How to complete this task:
Write out the full listing exactly as given, minus the images.

Data for review:
______________________________
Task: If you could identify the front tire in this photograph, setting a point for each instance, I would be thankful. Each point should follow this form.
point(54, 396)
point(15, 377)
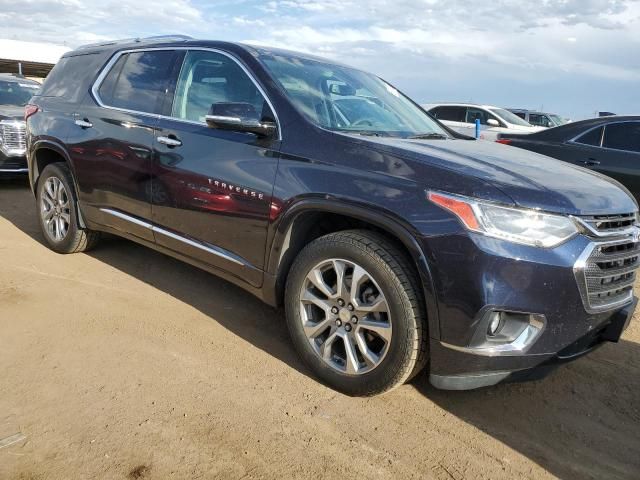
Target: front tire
point(355, 313)
point(57, 212)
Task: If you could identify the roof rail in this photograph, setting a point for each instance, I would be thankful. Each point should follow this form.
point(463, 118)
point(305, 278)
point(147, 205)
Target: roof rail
point(156, 38)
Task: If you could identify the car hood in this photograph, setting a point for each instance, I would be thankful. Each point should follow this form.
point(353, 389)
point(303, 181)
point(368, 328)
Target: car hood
point(11, 112)
point(531, 180)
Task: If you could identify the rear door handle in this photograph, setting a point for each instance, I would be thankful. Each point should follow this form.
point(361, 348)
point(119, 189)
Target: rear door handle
point(84, 123)
point(169, 142)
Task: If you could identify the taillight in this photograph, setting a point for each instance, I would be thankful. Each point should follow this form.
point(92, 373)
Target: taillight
point(30, 110)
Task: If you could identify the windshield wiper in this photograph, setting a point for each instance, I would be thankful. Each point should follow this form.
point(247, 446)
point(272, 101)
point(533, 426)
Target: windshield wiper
point(429, 136)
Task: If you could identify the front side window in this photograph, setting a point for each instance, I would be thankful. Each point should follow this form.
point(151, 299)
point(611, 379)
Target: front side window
point(558, 120)
point(138, 81)
point(474, 114)
point(592, 137)
point(622, 136)
point(450, 113)
point(208, 79)
point(345, 99)
point(17, 94)
point(509, 117)
point(540, 120)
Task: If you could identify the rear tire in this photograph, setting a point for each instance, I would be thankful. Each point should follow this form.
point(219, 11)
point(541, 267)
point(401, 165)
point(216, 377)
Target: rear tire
point(57, 211)
point(365, 338)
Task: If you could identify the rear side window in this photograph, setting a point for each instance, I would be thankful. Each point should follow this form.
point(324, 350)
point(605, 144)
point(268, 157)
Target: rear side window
point(70, 77)
point(592, 137)
point(208, 79)
point(622, 136)
point(138, 81)
point(453, 114)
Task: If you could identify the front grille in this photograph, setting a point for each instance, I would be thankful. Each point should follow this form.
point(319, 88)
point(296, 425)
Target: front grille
point(13, 137)
point(610, 223)
point(609, 273)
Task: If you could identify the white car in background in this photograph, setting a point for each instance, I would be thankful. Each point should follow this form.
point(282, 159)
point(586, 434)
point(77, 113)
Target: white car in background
point(461, 117)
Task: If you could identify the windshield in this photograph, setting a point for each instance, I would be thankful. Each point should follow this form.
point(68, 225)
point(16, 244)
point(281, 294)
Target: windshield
______________________________
Answer:
Task: If you could identify the front tire in this photograph, setting a point for each instance, I would be thankful. Each point should follow this form.
point(54, 396)
point(15, 377)
Target: front tire
point(355, 313)
point(57, 212)
Task: If you could identify the roof rail in this photograph, setting a point for each instance, I would be thankful. Each point should follow this form.
point(463, 118)
point(305, 278)
point(147, 205)
Target: roof rail
point(156, 38)
Task: If you could identify the car hood in this photograph, setting a point for each instance, I would be thankful. Each point should follow this form.
point(353, 389)
point(303, 181)
point(368, 328)
Target: car hood
point(11, 112)
point(531, 180)
Task: If you could identify the rear door handle in this photograph, setting a point for each instance, I would be thankful. Each point should follow this form.
point(361, 348)
point(119, 189)
Target: rear door handle
point(84, 123)
point(169, 142)
Task: If you could identify the taillight in this photograph, setting a point for each instance, I would be thankful. Each point should follow this form.
point(92, 373)
Target: taillight
point(30, 110)
Task: If you could identify the windshield wiper in this photograph, setting a point for each instance, I would be thankful. Each point should follow this form.
point(247, 446)
point(272, 101)
point(533, 426)
Target: windshield wiper
point(429, 136)
Task: If you could identify the front side window in this photograph, setting a point for each instance, I would be thankful. Each point should follow this form.
point(151, 299)
point(611, 379)
Target: front side window
point(558, 120)
point(138, 81)
point(474, 114)
point(592, 137)
point(622, 136)
point(450, 113)
point(208, 79)
point(345, 99)
point(17, 94)
point(509, 117)
point(540, 120)
Task: If you could identify the rear tire in this photograph, setting a point for each instance, I would be thankful. Each point should follow this form.
point(219, 11)
point(541, 267)
point(401, 165)
point(216, 377)
Target: rear tire
point(57, 211)
point(365, 338)
Task: If you could identify the rear side window in this photograph, setting a point for each instance, I would be thankful. Each point should follow this form.
point(324, 350)
point(605, 144)
point(268, 157)
Target: rear side window
point(70, 77)
point(592, 137)
point(208, 79)
point(622, 136)
point(138, 81)
point(453, 114)
Task: If you could identify the front grille in this photograph, setting a point for each instance, I would be thankful. Each point should follow this form.
point(319, 88)
point(296, 425)
Target: front grille
point(13, 137)
point(610, 223)
point(609, 273)
Task: If you could identify the white car in background in this photograph, setting a point for each instance, I would be thankful. Each point should follow this form.
point(282, 159)
point(586, 434)
point(77, 113)
Target: white car in background
point(461, 117)
Task: If you could identify the windshield in this photograph, setting a point for each instance, I would be thankful. Each point should follow this form.
point(68, 225)
point(16, 244)
point(281, 294)
Target: windshield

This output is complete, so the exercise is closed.